- [Job] Write out the passage of the data engineering glossary below verbatim, starting with "EC2 (Elastic Compute" and going on through "provided by AWS.".

DataEngineeringI320

Glossary of Data Engineering Terms

analytics
Analytics is defined as the systematic computational analysis of data or statistics¹.

In our context, analytics are what we will perform on data transformed in our data pipelines to produce reports and visualizations. There are several different sub-categories of analytics, including:

descriptive analytics
predictive analytics
prescriptive analytics

analytical system
A computing system or platform specifically dedicated to processing data for the purpose of reporting on, analyzing, and visualizing that data. The heart of most analytical systems is a data warehouse or data lake, but other architectures are also possible.

aws
Amazon Web Services². Amazon’s cloud computing service, which is the most popular cloud platform. Some of the more popular AWS services are:

EC2 (Elastic Compute Cloud) - provides the VM you will log into for your labs and semester project.
RDS (Relational Database Service) - hosted database services.
S3 (Simple Storage Service) - data object storage.

There are many dozens of other services provided by AWS.

DAG
DAG stands for Directed Acyclic Graph³. A DAG is a graph consisting of vertices (nodes) and edges (lines) were the edges connect the vertices.

starting from a single vertice
edges join each of the vertices (a graph)
in one single direction (directed)
with no cycling back to previously joined vertices (acylic)

data flow diagram
A data flow diagram¹⁷ (DFD) maps out the flow of information for any process or system.

data lake
A data lake is defined as a system or repository of data stored in its natural/raw format, usually object blobs or files.⁴

data pipeline
A data pipeline⁵ is a series of programs or tasks that transforms a set of input datasets into a set of output datasets, usually in the form of a DAG where each individual task is a vertice in the DAG and the edges define the path of execution.

- [Entries]
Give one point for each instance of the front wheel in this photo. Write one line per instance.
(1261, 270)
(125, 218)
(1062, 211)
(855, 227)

- [The answer]
EC2 (Elastic Compute Cloud) - provides the VM you will log into for your labs and semester project.
RDS (Relational Database Service) - hosted database services.
S3 (Simple Storage Service) - data object storage.

There are many dozens of other services provided by AWS.